<<<<
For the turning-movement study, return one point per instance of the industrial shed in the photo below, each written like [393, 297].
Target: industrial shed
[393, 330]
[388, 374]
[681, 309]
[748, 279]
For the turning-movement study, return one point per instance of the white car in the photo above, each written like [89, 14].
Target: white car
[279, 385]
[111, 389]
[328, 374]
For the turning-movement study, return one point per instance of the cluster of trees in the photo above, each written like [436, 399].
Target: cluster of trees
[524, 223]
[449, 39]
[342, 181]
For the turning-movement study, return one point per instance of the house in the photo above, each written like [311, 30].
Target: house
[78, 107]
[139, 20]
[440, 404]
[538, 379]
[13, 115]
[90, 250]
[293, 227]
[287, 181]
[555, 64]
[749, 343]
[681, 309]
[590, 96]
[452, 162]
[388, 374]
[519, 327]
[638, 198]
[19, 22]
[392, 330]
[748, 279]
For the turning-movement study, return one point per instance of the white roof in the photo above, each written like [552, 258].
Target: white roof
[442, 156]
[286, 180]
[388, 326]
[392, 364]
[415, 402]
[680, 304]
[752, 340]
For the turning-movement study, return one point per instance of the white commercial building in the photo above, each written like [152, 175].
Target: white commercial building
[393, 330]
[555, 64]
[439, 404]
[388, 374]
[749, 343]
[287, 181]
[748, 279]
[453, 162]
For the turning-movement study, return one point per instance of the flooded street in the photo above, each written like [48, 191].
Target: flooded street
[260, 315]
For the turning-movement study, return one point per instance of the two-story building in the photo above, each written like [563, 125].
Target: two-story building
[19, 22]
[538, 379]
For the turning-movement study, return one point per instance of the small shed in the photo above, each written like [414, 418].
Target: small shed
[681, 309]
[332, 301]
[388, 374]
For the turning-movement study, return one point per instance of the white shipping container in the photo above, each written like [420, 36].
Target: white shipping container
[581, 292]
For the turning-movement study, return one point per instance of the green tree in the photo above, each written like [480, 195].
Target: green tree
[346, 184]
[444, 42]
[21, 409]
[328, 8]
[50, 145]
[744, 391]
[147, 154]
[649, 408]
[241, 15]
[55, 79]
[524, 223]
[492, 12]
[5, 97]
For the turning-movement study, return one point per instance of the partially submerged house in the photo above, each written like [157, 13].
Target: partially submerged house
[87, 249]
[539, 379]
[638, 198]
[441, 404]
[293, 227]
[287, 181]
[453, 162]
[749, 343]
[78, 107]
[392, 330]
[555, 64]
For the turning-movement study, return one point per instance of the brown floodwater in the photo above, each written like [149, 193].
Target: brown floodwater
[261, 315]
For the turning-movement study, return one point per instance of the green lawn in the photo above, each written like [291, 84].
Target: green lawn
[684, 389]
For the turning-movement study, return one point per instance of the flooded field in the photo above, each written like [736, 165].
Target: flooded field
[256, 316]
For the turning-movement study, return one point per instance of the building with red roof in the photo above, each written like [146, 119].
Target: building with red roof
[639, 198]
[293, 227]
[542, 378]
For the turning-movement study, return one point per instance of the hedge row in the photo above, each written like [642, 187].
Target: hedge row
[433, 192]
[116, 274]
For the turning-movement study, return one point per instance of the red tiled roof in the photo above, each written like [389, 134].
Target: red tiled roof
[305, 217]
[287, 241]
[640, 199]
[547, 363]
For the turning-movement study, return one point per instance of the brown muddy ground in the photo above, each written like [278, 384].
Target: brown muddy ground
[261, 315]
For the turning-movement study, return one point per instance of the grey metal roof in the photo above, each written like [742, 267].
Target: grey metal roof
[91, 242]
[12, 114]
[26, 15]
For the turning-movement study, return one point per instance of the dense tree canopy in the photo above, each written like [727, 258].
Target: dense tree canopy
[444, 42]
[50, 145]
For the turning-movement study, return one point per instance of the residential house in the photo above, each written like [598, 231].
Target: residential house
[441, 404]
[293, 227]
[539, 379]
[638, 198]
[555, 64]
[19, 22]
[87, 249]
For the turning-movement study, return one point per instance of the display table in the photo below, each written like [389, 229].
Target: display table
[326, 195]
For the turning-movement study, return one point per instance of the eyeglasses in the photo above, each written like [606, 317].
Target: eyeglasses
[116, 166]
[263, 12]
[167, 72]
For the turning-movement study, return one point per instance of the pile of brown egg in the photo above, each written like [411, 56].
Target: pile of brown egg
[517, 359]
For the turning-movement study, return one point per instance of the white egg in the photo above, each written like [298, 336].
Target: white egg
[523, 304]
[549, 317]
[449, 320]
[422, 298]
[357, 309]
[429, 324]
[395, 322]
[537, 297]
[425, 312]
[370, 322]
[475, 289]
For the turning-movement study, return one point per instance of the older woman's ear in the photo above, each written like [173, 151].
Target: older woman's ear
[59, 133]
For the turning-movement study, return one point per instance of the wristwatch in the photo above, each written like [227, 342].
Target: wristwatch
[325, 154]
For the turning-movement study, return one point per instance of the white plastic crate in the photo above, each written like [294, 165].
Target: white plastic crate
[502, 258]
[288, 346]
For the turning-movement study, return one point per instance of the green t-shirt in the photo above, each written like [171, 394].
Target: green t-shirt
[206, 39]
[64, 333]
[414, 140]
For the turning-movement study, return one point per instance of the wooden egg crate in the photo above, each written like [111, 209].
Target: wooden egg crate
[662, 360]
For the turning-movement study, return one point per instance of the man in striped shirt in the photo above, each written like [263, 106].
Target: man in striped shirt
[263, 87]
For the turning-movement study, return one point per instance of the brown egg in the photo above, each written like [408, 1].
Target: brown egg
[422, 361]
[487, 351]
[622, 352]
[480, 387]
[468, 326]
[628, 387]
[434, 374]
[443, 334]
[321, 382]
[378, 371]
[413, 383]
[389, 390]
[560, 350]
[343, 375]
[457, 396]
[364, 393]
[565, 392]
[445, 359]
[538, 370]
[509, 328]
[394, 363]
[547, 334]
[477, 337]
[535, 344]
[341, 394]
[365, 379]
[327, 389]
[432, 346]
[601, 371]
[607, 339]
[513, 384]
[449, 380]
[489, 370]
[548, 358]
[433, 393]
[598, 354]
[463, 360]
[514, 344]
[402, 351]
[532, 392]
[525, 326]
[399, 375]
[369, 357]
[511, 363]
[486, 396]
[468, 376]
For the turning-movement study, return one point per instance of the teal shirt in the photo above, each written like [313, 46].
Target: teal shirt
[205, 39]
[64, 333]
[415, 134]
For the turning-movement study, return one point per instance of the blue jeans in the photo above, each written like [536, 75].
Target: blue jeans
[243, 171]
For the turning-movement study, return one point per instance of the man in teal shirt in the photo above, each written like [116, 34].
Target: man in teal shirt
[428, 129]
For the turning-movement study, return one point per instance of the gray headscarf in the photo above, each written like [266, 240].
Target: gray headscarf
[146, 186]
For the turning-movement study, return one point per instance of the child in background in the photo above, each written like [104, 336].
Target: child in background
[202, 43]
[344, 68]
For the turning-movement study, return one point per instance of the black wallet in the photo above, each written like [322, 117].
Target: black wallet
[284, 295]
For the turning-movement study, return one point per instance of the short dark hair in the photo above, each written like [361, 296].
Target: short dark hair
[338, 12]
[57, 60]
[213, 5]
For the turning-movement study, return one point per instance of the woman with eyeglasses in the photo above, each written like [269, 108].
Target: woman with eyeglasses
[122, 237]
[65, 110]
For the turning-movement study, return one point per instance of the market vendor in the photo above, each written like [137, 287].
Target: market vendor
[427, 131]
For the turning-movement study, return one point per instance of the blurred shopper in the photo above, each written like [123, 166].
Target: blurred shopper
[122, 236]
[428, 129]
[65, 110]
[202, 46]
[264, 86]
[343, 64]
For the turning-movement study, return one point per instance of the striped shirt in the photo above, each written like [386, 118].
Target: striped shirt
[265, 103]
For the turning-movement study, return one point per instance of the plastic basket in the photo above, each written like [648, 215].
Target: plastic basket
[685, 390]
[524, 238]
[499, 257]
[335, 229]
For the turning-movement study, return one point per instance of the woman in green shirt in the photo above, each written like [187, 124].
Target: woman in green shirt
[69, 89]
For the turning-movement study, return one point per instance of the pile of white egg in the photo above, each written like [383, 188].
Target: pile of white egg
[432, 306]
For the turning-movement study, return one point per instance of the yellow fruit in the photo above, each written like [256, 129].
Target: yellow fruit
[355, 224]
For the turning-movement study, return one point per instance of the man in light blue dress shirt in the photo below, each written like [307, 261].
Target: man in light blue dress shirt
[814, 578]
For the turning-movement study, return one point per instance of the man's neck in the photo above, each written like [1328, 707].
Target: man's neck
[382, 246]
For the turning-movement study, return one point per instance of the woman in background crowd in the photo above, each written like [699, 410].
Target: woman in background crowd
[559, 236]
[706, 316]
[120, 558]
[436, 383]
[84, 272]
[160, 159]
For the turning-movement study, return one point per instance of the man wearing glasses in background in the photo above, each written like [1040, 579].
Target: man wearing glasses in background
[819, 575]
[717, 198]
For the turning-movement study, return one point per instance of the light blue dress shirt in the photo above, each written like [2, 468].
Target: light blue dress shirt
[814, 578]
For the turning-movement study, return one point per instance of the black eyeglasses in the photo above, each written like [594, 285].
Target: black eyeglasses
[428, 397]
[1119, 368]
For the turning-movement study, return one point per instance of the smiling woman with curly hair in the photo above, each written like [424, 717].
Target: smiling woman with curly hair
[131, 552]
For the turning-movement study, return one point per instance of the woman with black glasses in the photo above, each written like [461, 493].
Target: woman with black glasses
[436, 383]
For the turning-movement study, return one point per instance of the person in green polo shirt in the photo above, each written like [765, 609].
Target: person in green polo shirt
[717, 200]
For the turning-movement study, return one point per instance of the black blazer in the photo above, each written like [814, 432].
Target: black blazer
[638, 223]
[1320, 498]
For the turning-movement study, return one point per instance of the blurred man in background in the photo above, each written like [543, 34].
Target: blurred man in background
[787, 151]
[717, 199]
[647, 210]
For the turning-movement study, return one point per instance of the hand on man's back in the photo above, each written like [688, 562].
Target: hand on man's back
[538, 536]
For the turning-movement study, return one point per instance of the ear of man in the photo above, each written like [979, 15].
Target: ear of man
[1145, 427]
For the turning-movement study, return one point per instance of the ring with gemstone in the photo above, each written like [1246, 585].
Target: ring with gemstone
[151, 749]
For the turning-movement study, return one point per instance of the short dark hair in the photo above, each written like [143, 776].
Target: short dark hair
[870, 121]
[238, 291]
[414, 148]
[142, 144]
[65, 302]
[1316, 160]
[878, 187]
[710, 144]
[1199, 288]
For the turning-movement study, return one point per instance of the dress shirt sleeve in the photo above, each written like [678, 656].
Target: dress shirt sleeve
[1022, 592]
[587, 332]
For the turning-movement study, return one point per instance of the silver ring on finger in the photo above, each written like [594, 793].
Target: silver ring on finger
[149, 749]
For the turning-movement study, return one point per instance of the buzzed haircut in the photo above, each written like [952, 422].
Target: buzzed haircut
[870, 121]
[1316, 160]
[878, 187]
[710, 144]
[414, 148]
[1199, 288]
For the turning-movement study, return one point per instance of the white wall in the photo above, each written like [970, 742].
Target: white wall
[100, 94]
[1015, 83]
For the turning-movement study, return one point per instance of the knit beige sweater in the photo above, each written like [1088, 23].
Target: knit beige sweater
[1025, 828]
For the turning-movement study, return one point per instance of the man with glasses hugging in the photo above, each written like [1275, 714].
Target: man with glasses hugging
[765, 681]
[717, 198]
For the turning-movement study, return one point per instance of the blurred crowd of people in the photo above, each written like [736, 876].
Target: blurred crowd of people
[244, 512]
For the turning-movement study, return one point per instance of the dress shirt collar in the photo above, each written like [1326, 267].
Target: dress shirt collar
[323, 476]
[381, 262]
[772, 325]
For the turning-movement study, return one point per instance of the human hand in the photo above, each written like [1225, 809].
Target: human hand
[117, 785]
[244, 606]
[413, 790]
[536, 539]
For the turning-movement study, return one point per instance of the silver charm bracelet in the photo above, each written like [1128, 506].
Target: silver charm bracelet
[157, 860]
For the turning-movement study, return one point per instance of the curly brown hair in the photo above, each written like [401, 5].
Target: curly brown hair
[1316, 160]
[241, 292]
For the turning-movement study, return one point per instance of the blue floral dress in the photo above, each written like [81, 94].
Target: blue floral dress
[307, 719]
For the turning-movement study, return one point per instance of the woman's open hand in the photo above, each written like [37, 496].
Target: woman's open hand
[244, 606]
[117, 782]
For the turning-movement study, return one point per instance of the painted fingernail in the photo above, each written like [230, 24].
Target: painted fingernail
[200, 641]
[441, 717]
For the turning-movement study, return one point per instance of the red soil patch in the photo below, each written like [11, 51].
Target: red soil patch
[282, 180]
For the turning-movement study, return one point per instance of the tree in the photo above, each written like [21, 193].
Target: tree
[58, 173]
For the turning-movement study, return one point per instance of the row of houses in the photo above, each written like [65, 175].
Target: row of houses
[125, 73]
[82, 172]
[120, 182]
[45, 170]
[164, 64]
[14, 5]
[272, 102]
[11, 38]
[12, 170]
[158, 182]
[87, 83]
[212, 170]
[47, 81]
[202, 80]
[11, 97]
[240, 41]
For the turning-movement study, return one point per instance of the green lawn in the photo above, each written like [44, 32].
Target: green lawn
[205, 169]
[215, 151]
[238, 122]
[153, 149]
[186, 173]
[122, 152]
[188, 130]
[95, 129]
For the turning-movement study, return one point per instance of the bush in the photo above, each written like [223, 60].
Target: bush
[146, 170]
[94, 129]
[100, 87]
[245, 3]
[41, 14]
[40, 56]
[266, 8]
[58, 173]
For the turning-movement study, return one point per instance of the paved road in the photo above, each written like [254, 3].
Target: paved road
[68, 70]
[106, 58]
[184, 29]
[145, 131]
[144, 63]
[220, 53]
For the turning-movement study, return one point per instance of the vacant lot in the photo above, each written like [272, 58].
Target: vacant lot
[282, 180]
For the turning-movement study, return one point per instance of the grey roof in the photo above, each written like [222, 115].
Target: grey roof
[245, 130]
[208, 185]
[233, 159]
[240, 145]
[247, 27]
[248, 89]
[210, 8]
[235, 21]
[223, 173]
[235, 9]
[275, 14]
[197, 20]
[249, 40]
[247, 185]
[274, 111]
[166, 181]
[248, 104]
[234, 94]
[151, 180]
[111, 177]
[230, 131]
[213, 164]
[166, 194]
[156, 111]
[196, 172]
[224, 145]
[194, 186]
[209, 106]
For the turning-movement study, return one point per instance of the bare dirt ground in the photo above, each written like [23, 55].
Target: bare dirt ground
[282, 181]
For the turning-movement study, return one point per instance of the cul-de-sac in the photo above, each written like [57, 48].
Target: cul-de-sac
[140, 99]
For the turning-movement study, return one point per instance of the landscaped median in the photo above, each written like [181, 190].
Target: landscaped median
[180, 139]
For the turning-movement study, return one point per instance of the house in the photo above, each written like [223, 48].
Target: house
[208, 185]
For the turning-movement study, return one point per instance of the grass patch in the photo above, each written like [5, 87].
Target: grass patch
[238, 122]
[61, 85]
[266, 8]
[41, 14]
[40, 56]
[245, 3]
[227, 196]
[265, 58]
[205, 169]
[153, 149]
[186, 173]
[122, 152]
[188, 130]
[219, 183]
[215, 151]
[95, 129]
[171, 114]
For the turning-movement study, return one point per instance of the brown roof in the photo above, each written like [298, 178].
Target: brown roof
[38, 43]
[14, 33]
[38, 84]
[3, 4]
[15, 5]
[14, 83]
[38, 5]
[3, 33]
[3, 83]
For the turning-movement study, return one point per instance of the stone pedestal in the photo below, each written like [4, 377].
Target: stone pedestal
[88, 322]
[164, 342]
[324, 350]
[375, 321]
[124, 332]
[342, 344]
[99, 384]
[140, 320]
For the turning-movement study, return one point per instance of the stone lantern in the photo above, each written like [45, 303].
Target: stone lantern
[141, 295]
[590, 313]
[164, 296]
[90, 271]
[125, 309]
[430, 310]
>>>>
Make an exact copy of every line from the one with "like [5, 87]." to the end of the data, with the first and last of those lines included.

For the turning-movement study, return one point per instance of the grass patch in the photo above, each written like [5, 87].
Target: grass patch
[238, 122]
[61, 85]
[266, 8]
[41, 14]
[40, 56]
[245, 3]
[227, 196]
[265, 58]
[205, 169]
[153, 149]
[186, 173]
[122, 152]
[188, 130]
[219, 183]
[215, 151]
[95, 129]
[171, 114]
For the turning-movement study, return one point per instance of the brown roof in the photo above, each written like [298, 178].
Target: brown roof
[38, 43]
[14, 33]
[38, 84]
[3, 4]
[15, 5]
[14, 83]
[38, 5]
[3, 33]
[3, 83]
For the turning-movement study, return one point per instance of the stone pedestal in the photo below, each written like [4, 377].
Target: stone pedestal
[88, 322]
[164, 342]
[324, 350]
[375, 321]
[124, 332]
[342, 344]
[99, 384]
[140, 320]
For the turning-movement study, return one point per instance of the stone lantern in the photo above, each written like [45, 303].
Target: stone lantern
[141, 295]
[590, 313]
[164, 296]
[90, 271]
[125, 309]
[430, 310]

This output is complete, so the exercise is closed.